:: ENTRIES SHOWN ::

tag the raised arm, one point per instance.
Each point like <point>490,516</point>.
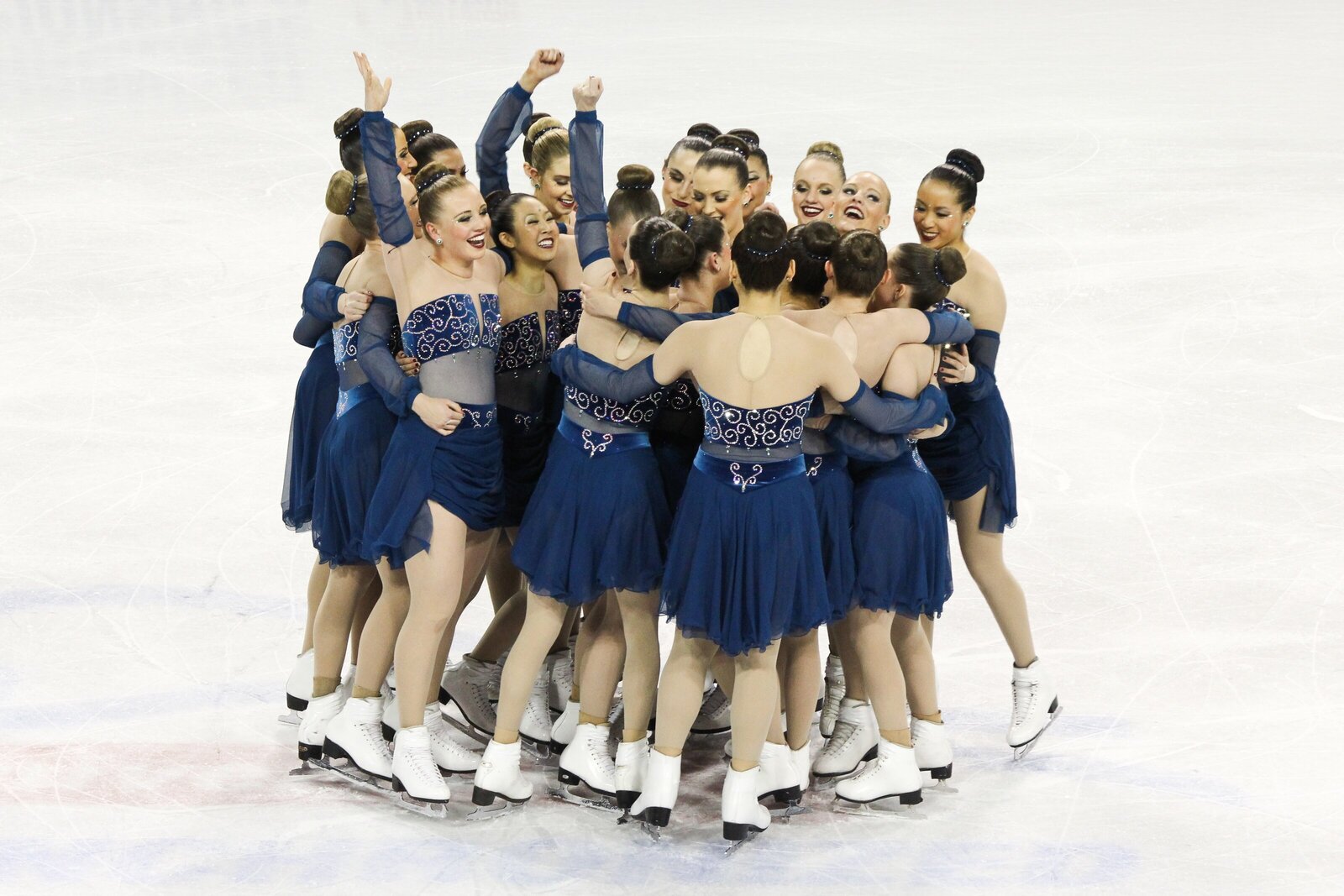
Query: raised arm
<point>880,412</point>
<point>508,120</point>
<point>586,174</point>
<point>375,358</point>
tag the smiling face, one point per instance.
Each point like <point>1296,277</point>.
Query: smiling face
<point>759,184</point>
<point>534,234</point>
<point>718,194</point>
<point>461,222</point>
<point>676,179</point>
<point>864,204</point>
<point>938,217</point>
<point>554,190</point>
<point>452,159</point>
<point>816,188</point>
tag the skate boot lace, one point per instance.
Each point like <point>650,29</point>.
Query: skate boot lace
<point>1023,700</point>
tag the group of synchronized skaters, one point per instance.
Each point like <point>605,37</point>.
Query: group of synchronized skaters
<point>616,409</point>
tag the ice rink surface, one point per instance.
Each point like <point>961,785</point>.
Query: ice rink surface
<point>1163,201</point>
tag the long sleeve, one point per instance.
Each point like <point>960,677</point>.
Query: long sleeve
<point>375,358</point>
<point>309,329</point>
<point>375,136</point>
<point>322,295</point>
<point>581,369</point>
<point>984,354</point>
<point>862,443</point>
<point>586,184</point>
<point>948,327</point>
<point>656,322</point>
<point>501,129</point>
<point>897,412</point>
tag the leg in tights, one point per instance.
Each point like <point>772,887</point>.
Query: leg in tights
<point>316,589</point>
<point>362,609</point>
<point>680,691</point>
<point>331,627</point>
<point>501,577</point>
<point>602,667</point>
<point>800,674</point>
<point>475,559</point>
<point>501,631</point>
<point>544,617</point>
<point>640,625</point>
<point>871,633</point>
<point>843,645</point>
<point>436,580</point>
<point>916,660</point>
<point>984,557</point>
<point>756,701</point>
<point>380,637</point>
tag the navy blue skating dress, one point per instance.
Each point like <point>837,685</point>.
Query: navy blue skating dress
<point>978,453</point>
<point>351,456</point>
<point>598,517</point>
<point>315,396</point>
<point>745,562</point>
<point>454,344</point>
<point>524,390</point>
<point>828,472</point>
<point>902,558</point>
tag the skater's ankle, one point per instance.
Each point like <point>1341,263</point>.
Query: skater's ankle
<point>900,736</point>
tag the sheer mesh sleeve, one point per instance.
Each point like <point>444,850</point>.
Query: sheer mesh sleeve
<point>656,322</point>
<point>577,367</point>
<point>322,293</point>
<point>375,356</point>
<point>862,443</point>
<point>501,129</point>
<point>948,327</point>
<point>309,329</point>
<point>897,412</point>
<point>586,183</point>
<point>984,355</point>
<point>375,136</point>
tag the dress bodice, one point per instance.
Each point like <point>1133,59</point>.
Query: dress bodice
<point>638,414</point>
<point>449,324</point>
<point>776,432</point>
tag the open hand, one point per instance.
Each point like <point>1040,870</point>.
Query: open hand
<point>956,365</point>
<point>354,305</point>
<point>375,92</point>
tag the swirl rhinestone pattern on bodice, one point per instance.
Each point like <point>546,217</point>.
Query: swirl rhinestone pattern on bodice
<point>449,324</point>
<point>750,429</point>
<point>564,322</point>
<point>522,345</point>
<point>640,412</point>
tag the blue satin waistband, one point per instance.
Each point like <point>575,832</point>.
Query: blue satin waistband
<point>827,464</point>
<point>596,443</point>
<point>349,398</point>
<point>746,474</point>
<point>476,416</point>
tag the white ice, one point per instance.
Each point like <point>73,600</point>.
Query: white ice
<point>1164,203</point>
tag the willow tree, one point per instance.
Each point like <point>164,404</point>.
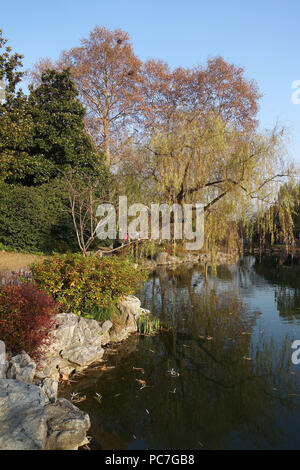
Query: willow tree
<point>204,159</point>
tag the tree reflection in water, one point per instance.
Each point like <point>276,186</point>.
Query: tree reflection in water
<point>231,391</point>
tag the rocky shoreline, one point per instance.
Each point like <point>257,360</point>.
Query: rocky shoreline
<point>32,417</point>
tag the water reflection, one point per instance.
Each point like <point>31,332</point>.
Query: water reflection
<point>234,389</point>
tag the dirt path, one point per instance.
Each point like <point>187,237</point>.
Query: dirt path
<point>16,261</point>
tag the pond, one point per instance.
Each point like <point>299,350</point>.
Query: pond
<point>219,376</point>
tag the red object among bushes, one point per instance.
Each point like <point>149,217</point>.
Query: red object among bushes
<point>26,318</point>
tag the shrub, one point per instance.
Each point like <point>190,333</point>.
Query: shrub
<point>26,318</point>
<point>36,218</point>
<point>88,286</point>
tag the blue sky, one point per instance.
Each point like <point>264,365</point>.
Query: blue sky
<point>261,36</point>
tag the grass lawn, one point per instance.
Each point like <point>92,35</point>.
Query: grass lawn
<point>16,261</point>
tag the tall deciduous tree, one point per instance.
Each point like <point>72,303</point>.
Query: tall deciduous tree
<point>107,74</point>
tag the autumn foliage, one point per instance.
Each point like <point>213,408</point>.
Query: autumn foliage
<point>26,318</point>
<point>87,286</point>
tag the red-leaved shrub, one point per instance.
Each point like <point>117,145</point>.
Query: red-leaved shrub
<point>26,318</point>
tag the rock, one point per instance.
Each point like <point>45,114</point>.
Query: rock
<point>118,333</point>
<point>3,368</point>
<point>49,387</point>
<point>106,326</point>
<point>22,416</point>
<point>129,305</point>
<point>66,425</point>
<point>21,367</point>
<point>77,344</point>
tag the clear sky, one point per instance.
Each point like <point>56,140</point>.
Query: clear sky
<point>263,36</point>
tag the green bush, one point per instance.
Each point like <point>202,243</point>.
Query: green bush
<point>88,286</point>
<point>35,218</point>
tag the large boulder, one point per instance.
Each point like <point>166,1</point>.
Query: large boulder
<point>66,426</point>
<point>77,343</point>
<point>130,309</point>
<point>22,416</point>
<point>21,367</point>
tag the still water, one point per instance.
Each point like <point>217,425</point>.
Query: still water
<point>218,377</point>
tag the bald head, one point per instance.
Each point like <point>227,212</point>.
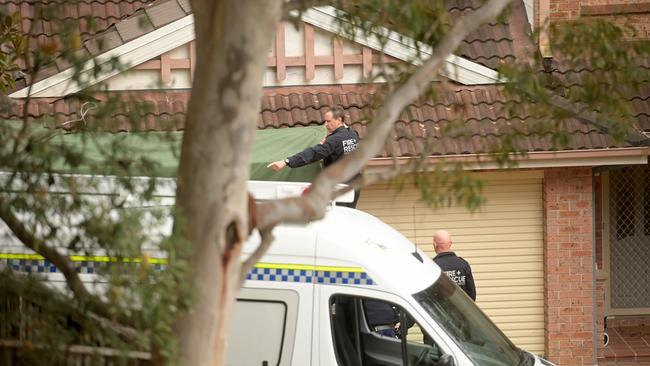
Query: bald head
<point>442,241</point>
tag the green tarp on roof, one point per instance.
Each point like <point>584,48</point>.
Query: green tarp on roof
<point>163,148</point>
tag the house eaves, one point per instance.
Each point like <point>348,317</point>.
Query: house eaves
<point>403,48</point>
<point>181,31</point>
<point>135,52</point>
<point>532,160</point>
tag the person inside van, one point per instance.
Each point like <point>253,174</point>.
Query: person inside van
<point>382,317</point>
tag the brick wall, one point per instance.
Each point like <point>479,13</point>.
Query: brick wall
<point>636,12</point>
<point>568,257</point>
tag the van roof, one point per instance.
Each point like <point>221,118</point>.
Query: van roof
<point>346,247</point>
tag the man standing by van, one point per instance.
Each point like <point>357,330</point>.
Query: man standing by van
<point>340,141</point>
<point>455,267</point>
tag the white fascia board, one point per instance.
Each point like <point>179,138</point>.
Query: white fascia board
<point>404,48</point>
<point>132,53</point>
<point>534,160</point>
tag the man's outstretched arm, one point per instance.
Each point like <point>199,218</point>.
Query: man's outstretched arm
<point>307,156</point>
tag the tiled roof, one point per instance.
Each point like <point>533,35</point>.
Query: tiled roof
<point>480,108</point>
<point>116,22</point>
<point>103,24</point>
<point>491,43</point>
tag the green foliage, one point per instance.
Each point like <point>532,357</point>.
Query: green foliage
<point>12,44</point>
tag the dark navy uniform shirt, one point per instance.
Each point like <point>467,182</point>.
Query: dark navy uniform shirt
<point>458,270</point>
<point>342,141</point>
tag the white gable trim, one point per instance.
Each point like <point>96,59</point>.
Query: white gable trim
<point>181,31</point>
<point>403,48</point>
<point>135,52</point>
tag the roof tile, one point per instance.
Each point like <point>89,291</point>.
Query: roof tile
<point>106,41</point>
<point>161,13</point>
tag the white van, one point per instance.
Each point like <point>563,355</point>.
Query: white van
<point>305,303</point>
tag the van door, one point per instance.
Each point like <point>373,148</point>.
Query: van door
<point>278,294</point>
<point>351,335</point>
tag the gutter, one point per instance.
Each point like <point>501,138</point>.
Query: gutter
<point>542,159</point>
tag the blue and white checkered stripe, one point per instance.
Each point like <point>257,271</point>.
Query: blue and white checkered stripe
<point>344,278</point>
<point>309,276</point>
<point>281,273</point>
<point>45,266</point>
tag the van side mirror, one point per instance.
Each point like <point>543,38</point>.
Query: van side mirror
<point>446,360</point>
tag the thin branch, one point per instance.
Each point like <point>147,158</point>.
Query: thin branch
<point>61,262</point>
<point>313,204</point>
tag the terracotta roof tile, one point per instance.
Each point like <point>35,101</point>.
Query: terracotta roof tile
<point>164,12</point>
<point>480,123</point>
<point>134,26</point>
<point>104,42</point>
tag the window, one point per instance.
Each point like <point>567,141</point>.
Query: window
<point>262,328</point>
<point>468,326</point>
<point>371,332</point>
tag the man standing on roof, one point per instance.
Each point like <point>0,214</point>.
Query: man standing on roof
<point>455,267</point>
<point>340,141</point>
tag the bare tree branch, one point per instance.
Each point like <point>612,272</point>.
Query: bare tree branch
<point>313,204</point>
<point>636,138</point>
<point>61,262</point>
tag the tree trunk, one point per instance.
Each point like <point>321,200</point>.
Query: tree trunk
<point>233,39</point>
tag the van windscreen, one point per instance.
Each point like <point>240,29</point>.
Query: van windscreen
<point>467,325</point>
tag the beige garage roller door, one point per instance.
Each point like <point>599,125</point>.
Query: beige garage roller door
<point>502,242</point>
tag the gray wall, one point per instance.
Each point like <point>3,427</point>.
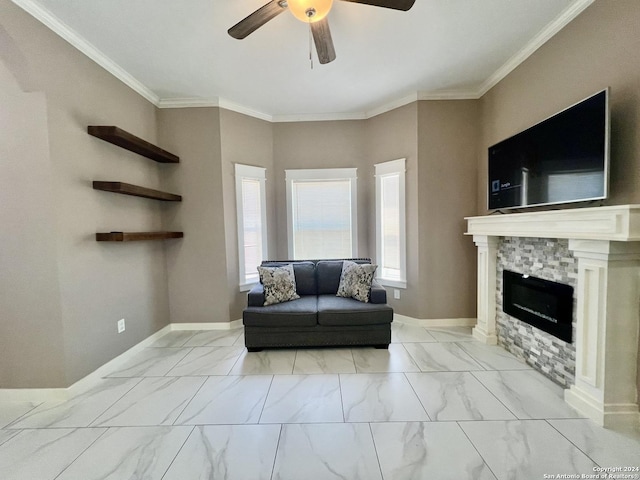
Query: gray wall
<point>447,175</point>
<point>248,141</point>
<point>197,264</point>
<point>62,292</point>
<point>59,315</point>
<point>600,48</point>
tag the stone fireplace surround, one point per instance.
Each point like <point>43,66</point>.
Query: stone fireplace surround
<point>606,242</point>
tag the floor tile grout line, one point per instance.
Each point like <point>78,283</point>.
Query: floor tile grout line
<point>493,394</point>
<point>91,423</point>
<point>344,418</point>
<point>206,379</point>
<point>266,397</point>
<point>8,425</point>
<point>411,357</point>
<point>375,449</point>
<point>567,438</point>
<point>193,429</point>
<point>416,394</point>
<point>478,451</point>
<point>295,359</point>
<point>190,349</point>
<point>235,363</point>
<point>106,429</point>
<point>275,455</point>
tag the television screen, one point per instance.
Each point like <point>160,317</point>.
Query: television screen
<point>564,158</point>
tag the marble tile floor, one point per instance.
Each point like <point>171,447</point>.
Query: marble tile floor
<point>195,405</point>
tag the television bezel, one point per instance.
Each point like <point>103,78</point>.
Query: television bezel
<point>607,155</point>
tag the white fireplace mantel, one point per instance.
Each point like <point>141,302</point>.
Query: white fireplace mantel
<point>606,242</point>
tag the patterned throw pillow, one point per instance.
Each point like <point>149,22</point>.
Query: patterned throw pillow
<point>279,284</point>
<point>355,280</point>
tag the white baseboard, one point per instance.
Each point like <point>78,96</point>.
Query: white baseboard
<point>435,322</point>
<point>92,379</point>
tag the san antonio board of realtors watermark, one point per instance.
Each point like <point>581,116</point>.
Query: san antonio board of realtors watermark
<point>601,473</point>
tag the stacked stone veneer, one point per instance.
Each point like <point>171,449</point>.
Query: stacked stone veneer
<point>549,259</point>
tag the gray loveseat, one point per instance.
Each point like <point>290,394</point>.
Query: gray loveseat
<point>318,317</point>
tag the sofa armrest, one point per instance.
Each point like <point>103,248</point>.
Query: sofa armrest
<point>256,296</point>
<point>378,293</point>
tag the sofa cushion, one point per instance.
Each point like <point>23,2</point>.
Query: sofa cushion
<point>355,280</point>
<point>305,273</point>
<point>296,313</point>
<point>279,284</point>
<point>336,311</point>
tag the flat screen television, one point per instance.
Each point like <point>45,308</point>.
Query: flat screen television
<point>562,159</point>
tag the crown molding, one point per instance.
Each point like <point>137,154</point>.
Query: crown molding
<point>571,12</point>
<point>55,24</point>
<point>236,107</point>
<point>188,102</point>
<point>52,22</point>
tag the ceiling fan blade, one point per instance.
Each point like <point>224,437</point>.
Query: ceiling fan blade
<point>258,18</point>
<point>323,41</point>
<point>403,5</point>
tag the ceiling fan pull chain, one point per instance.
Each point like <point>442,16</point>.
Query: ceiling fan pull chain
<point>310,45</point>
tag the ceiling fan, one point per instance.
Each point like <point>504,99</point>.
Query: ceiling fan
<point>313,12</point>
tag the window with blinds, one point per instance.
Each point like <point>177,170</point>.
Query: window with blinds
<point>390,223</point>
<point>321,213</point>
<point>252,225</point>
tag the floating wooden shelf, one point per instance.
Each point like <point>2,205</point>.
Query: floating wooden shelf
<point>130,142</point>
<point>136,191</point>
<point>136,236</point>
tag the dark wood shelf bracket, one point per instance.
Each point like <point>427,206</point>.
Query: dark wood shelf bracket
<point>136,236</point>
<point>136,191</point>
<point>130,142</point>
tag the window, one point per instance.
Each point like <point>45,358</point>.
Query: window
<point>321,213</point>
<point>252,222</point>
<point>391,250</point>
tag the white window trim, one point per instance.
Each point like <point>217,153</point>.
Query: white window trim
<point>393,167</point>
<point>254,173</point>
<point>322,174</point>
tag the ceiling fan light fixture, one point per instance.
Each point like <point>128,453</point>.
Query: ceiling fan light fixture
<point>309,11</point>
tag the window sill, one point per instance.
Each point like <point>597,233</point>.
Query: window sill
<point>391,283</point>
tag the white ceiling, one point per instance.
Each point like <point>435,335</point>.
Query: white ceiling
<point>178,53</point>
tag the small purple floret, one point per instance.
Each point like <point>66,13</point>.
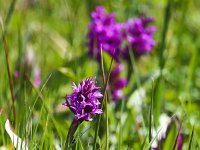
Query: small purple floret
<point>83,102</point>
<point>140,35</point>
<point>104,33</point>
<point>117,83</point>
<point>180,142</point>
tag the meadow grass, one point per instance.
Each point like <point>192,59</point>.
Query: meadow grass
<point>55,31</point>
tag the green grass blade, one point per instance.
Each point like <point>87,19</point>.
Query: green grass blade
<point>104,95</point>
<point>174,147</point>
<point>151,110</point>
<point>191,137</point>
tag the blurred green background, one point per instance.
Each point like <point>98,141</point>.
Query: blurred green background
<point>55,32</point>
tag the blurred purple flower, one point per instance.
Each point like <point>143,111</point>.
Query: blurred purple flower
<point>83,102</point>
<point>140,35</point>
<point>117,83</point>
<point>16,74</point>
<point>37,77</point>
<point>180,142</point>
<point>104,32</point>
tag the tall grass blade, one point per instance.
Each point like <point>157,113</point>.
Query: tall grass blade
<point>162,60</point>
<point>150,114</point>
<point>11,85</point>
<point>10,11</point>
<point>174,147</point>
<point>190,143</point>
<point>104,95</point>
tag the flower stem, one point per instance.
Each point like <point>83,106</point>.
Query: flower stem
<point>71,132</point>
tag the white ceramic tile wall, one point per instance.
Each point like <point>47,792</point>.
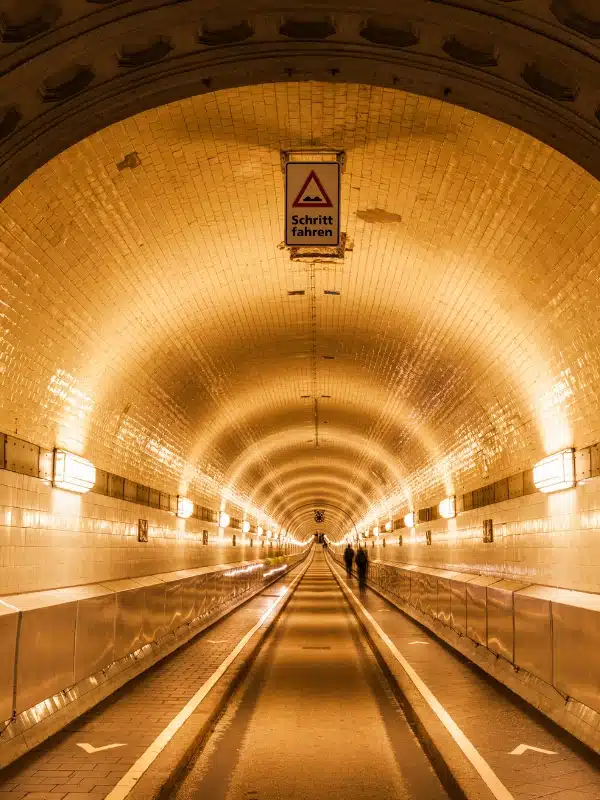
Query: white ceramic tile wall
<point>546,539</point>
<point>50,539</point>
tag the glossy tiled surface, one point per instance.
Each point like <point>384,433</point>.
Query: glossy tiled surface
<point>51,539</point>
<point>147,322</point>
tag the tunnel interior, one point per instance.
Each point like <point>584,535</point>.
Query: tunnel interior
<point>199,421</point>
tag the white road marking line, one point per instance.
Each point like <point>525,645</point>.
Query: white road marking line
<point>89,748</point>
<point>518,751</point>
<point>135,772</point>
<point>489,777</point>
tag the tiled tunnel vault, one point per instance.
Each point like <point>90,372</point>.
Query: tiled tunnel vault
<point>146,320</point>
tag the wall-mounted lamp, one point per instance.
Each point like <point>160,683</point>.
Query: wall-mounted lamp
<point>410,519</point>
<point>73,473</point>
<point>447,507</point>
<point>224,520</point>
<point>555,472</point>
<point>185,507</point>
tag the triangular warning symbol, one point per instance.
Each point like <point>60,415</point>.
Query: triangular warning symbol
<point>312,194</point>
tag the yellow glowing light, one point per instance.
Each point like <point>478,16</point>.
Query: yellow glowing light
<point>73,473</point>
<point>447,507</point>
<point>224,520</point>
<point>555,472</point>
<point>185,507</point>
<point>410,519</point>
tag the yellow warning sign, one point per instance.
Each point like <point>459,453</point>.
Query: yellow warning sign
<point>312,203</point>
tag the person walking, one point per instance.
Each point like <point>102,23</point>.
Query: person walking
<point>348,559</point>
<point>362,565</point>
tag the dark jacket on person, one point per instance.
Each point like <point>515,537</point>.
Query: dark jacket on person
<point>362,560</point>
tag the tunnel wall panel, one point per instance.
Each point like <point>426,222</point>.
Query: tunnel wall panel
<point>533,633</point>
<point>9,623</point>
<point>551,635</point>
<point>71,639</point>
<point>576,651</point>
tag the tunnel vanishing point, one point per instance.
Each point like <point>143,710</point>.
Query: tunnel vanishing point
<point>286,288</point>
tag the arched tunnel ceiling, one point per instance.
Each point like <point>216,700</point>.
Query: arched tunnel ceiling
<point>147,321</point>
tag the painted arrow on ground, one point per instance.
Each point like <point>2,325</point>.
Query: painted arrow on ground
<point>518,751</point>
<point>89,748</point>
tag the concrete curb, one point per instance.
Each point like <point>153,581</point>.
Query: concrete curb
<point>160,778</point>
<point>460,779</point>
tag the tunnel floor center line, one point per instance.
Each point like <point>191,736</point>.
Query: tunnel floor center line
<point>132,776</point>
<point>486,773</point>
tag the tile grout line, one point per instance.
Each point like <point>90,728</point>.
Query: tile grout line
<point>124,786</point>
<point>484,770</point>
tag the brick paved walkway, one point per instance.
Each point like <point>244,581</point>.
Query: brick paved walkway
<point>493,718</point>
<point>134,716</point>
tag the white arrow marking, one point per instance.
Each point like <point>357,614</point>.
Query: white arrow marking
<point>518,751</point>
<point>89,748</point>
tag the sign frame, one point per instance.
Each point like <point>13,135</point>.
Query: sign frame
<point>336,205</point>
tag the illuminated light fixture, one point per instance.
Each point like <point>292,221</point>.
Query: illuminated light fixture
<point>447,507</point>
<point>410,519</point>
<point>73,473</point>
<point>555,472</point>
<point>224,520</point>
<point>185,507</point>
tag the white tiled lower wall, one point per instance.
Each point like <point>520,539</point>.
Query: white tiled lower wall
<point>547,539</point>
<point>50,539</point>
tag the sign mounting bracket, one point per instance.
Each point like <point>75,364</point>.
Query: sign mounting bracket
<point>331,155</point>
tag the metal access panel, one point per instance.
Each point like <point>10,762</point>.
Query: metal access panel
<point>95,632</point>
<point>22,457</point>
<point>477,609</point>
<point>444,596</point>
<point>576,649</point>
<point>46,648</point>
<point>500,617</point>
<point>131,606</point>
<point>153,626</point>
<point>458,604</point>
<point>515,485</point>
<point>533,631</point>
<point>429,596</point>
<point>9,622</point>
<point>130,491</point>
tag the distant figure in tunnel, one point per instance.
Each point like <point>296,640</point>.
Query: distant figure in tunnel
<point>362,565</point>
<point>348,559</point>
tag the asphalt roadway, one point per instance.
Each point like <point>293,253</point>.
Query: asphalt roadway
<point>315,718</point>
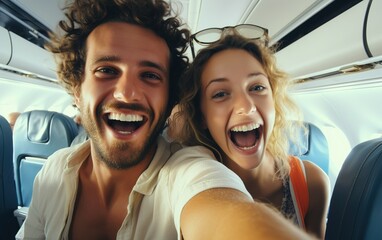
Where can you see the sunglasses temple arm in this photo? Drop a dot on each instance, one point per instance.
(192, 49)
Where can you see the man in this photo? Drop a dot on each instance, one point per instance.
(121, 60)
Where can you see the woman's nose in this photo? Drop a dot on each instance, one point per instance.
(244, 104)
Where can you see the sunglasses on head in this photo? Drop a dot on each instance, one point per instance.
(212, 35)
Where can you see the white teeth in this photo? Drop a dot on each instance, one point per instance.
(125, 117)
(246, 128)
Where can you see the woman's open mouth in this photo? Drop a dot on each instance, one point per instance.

:::

▸ WRITTEN REQUEST
Switch "smiling face" to "grinning face" throughout the stretch from the start of the entries through the line containing "<point>1023,700</point>", and give those lines again with all else unchanged. Leave the pictures out of the answer.

▸ SOLUTION TO THIS TASK
tag the raised arm, one point per instance.
Each point like <point>490,516</point>.
Query: raised arm
<point>880,412</point>
<point>508,120</point>
<point>586,174</point>
<point>375,358</point>
tag the grinning face, one point per instance.
Each point like <point>1296,277</point>.
Query: grinning face
<point>759,184</point>
<point>534,234</point>
<point>718,194</point>
<point>461,222</point>
<point>676,179</point>
<point>864,204</point>
<point>938,217</point>
<point>554,190</point>
<point>452,159</point>
<point>816,188</point>
tag the skate boot lace, one point per instance.
Each point like <point>650,29</point>.
Query: skate boot lace
<point>1023,700</point>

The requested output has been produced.